**Задания**
1 - Какой университет указан в статье о Марфе Борецкой как место работы ее авторов?
2 - Перепишите дословно отрывок статьи о Марфе Борецкой от слов «4. Маленко С.А., Некита» до слов «1997. 592 с.» включительно.

══ Текстовый фрагмент ══

Научный журнал
Международный журнал экспериментального образования
ISSN 2618–7159
ИФ РИНЦ = 0,425

МАРФА БОРЕЦКАЯ: СИМВОЛ «ТЕМНОЙ МАТЕРИ» В ИМПЕРСКОЙ, ПАТРИАРХАЛЬНОЙ МОДЕЛИ МИФОЛОГИЗАЦИИ ИСТОРИИ РОССИИ

Некита А.Г. 1 Маленко С.А. 1
1 Новгородский государственный университет имени Ярослава Мудрого
1. Карамзин Н.М. История государства Российского. Кн.2. Т.VI. М.: Олма–Пресс, 2004.
2. Соловьёв С.М. Об отношениях Новгорода к великим князьям. М., 1846.
3. Иловайский Д.И. Собиратели Руси. М.,1996. С.389–390.
4. Маленко С.А., Некита А.Г. Архетипические истоки и институциональные стратегии трансформации социальных иерархий. Великий Новгород, 2009. 137 с.
5. Пушкарева Н. Л. Женщины в Древней Руси. М.: Мысль, 1989. 286 с.
6. Пушкин А. Собрание сочинений в 10 томах. М.: ГИХЛ, 1959–1962. Т. 3. С.338-344.
7. Юнг К.Г. Психология и алхимия /пер. с англ., лат. М.: Рефл-бук, К.: Ваклер, 1997. 592 с.

═══
══ Блок данных ══

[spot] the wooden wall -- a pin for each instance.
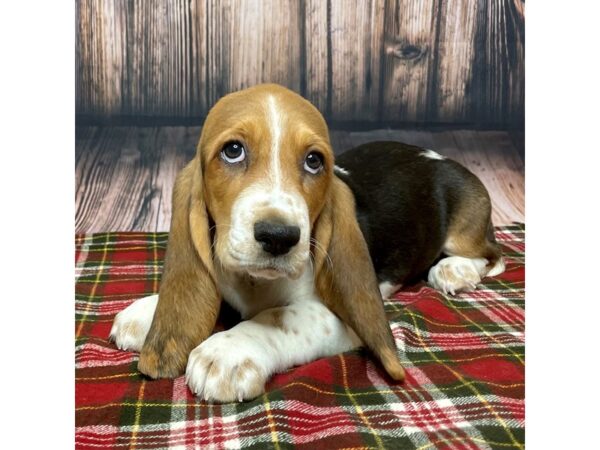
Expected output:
(392, 62)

═══

**Ответы к заданиям**
1 - Новгородский государственный университет имени Ярослава Мудрого.

2 -
4. Маленко С.А., Некита А.Г. Архетипические истоки и институциональные стратегии трансформации социальных иерархий. Великий Новгород, 2009. 137 с.
5. Пушкарева Н. Л. Женщины в Древней Руси. М.: Мысль, 1989. 286 с.
6. Пушкин А. Собрание сочинений в 10 томах. М.: ГИХЛ, 1959–1962. Т. 3. С.338-344.
7. Юнг К.Г. Психология и алхимия /пер. с англ., лат. М.: Рефл-бук, К.: Ваклер, 1997. 592 с.